WHAT IS BEING ASKED —
Return the stretch of the conversation transcript below from "And it was one" up to and including "you're ever depressed.", copied word for word.

PASSAGE —
I consciously had to stop comparing myself to you, Woodrow, because it was just
too hard.
He's got an engine inside of him.
I feel like I'm at my own funeral.
Oh, it's wonderful.
Just wait till you die.
This is nothing.
But so, you know, the time I got, I got depressed when I moved to New York and I
was living with two roommates who were both, one was going to Juilliard.
Oh, my God.
And Rob was going to, he was getting all these commercials and everything.
And I couldn't even get an agent.
Yeah.
You know, and it's like that catch-22 where you realize, well, the agent's not going to take you if they haven't seen you in something and you can't be seen in anything because you don't have an agent to send you on and on.
You know, it's like that.
And I just, I'd sunk into this depression, the winter of 1983.
And, you know, what really pulled me out of it more than anything
was, so one day I went and I was a temp at some, at, at a
random house.
Right.
Yeah.
And I, that temp, like I'd answer the phones, I'd type shit.
And, you know, the reason, the way I got the job was when I went in to try to get the job to become a temp anyway, they sent me around to different places.
But anyway,
I found in the trash a version of what I was supposed to be typing, the typing tests.
So when I did the typing test, did I score well?
Because I had it already typed it up.
Yeah, of course you did.
But anyway, I was at Random House and then
I was leaving Random House and I said, well,
oh man, you got all these books here and there's a bunch of classic novels and stuff.
And they go, you can take whatever you want.
I was shameless.
I took, I literally, I must have taken 200 books off that shelf.
Like they were thinking, you can have a book, you know, and I had it in a box that I had to drag because I couldn't carry it.
It was so heavy.
And I had to drag this thing all the way down the subway
apartment.
And this is in, I was living on 51st between 8th and 9th.
Anyway, so I get him back and I start reading.
And it was one of the most helpful things for my, you know, rather destructive thinking was just getting into these other characters' lives.
And of course, many of them have real trouble.
You know, you read in Charles Dickens, everybody in there is having more trouble than you are.
Yeah, that puts things in perspective.
Anyway, I never heard that story.
I love that story.
No, yeah, I never knew that.
Yeah.
Yeah.
And then did that pull you out pretty much?
Have you had bouts of it?
You don't seem like you're ever depressed.
No, I'm really a generally happy person, but
But I do think that that was maybe the best thing that I just, I just, you know, I've always been a
reader, you know, but but I just was so immersed in these other stories, you know, like you read Papillon, for example.
I mean, you got no fucking problem.
Exactly.
That's 100% true.
That's right.
Oh, yeah.
Anyway.
Was that one of the ones you read?
Was Papillon?
No, I read that when I was in high school.
I read that when I was
15 or so.
God bless you.
See, I was dyslexic.
I didn't read well.
I am dyslexic, but I don't know.
I overcome it.
You could read.
Yeah.
I was reading about you having dyslexia and I thought, I don't remember you.
Did you ever, did we ever talk about that?

SUPPLIED INFORMATION —
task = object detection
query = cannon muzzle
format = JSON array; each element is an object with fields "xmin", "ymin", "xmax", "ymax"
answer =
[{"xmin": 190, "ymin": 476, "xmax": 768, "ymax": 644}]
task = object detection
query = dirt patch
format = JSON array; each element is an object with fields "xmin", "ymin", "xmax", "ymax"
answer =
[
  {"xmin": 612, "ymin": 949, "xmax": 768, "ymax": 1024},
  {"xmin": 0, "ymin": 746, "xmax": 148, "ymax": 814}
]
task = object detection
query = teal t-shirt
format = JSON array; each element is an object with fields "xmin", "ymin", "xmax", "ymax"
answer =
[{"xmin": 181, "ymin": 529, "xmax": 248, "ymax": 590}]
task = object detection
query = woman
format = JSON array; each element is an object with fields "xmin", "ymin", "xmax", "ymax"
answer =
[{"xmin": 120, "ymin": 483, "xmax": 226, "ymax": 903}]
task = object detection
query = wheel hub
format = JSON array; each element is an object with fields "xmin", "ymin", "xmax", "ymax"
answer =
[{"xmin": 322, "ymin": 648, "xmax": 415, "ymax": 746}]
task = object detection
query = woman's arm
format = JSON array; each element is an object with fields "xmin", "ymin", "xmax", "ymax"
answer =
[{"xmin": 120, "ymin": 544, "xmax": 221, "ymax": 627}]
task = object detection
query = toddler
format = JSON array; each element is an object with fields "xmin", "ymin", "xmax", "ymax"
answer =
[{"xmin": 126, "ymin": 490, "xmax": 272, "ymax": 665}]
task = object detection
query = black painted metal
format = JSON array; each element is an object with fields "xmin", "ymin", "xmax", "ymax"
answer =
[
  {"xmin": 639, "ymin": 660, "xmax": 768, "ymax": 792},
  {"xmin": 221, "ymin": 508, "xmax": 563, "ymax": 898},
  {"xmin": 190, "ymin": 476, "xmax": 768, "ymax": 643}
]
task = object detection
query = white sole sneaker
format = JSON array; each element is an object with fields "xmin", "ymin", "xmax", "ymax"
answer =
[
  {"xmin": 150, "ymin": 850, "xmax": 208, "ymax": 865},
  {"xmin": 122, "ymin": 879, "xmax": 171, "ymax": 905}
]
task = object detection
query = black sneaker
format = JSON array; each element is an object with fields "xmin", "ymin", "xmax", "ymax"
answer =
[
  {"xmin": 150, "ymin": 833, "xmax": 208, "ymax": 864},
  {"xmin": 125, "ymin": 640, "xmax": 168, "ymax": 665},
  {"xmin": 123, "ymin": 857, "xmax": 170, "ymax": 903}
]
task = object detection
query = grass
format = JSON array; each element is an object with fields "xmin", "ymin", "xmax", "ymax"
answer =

FULL ANSWER —
And it was one of the most helpful things for my, you know, rather destructive thinking was just getting into these other characters' lives.
And of course, many of them have real trouble.
You know, you read in Charles Dickens, everybody in there is having more trouble than you are.
Yeah, that puts things in perspective.
Anyway, I never heard that story.
I love that story.
No, yeah, I never knew that.
Yeah.
Yeah.
And then did that pull you out pretty much?
Have you had bouts of it?
You don't seem like you're ever depressed.